(Excerpts from a pointing dataset)
-=-=-

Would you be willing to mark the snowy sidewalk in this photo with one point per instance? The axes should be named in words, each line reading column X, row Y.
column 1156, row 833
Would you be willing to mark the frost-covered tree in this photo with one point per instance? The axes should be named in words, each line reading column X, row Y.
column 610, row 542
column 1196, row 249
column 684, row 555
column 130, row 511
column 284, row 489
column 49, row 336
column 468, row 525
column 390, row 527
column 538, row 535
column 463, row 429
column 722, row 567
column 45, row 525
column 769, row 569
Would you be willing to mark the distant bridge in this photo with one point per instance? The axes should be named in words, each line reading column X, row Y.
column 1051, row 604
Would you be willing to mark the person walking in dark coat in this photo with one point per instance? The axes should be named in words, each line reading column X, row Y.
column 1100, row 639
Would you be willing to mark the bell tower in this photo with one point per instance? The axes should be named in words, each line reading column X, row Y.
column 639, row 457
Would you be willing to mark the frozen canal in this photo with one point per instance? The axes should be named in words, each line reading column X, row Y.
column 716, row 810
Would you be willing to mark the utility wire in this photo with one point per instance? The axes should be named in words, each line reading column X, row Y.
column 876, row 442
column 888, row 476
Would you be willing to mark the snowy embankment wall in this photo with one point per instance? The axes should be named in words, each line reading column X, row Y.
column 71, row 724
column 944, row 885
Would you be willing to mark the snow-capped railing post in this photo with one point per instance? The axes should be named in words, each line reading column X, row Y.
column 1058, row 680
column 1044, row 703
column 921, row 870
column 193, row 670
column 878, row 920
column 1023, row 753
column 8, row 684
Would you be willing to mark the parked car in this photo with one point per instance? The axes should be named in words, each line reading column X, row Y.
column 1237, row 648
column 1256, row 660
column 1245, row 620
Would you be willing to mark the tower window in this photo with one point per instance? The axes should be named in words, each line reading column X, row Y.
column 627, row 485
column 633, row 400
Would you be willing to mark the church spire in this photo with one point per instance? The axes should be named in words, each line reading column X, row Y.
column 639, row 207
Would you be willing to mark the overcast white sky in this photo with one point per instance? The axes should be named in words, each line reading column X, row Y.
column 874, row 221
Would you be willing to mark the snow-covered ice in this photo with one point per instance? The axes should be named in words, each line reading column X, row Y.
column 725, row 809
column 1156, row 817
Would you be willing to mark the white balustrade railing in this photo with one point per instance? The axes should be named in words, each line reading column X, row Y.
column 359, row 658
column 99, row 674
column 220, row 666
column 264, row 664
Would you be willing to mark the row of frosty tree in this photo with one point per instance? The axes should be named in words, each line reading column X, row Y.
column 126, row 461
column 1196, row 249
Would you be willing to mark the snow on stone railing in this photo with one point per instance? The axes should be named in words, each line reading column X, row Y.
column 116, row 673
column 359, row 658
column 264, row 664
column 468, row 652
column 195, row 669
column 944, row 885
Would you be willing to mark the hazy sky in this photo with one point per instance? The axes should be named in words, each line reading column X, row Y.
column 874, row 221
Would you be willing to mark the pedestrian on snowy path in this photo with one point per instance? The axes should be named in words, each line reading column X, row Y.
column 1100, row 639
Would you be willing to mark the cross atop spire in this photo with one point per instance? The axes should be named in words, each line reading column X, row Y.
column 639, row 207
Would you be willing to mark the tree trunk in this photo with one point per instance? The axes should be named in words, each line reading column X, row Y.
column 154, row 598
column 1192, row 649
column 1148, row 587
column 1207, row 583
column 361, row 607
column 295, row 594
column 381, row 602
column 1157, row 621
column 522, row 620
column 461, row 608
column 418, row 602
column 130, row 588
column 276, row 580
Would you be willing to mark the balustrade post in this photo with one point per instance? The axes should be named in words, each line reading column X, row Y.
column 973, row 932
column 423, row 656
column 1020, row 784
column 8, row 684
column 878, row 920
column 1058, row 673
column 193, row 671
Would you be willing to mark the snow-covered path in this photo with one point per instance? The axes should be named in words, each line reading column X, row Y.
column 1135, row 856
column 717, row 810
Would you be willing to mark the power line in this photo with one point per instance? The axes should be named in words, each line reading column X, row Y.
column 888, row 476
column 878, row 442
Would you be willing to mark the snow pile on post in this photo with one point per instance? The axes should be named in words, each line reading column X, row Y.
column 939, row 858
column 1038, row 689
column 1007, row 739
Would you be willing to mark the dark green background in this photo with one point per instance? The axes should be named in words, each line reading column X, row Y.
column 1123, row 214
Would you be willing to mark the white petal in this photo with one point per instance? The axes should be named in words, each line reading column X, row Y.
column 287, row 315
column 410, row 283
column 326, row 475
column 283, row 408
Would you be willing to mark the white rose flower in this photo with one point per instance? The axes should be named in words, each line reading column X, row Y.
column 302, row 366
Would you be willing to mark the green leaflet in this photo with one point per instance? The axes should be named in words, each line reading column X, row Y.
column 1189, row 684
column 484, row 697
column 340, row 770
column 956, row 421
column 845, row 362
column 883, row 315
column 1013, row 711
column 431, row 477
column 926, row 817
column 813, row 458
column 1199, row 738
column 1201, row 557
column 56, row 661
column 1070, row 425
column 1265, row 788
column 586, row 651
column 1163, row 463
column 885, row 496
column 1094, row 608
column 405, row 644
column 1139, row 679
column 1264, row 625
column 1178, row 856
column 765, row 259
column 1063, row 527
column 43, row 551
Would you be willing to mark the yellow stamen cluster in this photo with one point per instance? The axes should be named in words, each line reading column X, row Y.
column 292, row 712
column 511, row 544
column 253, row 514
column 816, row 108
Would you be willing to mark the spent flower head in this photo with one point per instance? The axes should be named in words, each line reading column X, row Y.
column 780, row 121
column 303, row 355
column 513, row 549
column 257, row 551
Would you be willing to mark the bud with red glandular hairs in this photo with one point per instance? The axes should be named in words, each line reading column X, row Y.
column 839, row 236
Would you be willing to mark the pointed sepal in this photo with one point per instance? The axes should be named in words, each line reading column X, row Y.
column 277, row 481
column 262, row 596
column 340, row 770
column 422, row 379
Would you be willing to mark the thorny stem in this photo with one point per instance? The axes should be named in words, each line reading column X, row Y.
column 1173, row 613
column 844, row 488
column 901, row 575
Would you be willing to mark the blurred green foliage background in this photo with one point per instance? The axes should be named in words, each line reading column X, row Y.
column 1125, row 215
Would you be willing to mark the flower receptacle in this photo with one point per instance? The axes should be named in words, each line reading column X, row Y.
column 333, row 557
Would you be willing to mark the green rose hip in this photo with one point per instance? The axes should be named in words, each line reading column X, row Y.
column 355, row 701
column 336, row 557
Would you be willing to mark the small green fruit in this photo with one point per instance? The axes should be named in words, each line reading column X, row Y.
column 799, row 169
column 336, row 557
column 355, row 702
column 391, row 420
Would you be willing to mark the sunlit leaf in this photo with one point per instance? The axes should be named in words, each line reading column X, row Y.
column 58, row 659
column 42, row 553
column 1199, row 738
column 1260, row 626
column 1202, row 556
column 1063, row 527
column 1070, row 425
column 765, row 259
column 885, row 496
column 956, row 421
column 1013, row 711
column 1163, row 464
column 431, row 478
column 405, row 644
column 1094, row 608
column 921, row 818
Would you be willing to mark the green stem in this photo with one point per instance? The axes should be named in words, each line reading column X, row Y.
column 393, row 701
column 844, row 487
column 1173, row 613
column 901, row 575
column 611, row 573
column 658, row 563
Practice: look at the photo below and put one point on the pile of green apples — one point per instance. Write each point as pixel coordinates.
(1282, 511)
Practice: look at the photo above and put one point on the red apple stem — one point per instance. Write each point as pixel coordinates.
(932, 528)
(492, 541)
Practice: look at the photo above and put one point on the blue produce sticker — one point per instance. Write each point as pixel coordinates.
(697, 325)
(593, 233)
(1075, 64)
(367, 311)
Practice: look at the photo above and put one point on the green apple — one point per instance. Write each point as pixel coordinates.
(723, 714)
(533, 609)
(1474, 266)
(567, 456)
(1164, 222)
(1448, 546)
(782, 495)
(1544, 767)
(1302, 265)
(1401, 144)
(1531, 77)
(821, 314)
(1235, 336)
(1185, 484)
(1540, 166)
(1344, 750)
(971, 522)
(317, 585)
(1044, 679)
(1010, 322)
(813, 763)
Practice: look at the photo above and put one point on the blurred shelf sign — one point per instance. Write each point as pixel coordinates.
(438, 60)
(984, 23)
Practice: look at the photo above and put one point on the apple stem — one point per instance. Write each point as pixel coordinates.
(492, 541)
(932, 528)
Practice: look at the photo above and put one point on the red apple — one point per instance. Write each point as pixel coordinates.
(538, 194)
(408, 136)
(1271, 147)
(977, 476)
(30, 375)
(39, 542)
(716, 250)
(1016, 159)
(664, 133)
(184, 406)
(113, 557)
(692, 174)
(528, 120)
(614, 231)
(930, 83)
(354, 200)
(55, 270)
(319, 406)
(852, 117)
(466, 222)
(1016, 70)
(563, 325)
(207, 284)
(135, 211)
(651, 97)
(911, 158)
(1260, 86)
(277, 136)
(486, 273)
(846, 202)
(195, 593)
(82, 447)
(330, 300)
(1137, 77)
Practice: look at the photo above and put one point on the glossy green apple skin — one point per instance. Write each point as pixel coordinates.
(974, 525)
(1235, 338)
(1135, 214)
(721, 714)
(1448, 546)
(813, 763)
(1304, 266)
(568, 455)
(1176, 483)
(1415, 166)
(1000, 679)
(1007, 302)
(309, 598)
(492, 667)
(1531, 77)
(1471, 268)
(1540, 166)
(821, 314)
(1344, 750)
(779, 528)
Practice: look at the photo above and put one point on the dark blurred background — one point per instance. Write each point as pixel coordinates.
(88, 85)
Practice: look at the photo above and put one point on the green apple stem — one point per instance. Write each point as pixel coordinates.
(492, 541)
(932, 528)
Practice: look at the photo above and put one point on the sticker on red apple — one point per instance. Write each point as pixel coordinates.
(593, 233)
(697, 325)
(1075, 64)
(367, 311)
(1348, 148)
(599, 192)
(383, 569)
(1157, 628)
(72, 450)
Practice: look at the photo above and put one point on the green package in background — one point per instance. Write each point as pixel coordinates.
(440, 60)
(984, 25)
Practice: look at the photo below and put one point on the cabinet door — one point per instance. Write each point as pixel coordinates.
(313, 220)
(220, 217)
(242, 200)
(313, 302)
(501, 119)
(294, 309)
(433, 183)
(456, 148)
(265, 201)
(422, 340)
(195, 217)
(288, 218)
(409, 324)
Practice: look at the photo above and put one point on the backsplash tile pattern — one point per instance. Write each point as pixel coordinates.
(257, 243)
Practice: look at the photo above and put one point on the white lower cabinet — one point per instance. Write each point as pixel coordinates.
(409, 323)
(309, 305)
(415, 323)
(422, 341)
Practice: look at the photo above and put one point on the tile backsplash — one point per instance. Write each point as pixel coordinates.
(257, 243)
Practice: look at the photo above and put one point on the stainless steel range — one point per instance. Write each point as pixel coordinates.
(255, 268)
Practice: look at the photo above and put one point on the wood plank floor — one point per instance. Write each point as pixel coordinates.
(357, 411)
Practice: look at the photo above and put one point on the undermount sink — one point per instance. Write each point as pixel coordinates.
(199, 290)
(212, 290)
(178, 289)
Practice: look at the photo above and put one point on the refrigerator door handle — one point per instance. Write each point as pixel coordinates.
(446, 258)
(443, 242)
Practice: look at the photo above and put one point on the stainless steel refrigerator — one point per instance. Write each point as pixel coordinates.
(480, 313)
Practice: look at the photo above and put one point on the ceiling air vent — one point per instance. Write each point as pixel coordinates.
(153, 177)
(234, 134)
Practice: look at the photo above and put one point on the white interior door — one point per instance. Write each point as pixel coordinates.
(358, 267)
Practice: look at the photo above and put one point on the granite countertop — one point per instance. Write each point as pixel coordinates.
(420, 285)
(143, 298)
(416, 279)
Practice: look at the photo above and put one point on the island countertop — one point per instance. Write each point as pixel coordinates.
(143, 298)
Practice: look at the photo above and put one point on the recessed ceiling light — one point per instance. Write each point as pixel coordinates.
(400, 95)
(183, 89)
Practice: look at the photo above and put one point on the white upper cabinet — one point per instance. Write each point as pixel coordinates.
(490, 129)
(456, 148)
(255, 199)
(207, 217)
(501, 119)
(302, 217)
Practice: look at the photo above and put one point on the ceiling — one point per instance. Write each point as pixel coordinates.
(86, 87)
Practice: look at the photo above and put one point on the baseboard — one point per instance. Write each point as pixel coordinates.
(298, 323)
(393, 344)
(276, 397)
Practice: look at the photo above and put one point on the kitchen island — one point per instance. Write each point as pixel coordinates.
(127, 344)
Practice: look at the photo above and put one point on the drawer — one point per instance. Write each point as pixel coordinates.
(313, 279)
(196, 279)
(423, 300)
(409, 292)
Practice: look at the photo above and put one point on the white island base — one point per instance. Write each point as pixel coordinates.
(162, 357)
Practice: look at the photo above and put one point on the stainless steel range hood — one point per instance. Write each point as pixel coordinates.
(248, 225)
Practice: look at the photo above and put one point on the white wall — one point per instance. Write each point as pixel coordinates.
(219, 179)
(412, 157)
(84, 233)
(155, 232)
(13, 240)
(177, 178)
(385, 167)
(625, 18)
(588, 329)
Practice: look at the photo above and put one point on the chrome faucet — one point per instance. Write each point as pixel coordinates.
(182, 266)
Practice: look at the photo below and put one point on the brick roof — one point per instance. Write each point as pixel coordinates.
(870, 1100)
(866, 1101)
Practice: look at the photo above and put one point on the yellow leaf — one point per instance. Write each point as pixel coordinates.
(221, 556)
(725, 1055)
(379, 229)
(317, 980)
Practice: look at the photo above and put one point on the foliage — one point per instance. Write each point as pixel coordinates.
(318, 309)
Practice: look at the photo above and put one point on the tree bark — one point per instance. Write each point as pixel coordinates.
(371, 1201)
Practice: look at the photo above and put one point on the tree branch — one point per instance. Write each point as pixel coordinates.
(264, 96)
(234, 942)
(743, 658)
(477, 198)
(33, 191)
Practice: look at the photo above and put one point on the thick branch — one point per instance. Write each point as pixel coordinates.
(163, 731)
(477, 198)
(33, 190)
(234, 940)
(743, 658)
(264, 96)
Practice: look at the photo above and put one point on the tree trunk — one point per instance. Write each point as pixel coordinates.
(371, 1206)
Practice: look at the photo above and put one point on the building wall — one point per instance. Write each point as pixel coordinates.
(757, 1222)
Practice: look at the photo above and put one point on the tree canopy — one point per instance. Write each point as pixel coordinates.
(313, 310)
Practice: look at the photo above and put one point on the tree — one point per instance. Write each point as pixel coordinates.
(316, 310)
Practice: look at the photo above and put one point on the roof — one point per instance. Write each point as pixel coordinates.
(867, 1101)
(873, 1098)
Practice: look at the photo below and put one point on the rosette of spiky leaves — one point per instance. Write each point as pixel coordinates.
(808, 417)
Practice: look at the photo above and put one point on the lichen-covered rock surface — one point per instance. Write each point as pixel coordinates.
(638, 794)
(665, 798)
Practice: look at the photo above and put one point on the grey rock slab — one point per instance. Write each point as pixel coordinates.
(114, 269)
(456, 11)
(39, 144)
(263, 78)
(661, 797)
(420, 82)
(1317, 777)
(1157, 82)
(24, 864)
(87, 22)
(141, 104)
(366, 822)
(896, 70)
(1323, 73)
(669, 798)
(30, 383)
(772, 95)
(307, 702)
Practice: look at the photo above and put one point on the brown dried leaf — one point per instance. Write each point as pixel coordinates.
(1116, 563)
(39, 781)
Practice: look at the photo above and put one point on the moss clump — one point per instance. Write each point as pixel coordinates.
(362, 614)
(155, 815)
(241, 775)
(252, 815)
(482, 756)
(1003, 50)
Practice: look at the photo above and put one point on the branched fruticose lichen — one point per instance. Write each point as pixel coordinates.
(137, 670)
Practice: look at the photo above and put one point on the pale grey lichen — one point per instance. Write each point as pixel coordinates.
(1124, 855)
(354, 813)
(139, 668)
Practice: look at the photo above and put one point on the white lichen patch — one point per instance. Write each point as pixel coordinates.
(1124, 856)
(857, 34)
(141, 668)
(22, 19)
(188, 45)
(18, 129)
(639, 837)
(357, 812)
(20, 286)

-=-=-

Please quote the material above word for word, from its first line through the line containing "column 1051, row 604", inclusive.

Would you be willing to mark the snowy sidewalk in this photo with one point per instance? The axes should be named in words, each line reading column X, row Y.
column 1156, row 833
Would you be willing to mark the frost-covered tree in this photo with one point per instance? The axes should be named in words, each line reading column X, row Y.
column 610, row 542
column 1196, row 249
column 684, row 555
column 130, row 511
column 284, row 489
column 49, row 336
column 468, row 525
column 390, row 527
column 538, row 535
column 463, row 429
column 722, row 567
column 45, row 525
column 769, row 569
Would you be willing to mark the distant bridge in this photo with one point per instance? The axes should be named in words, each line reading column X, row Y.
column 1051, row 604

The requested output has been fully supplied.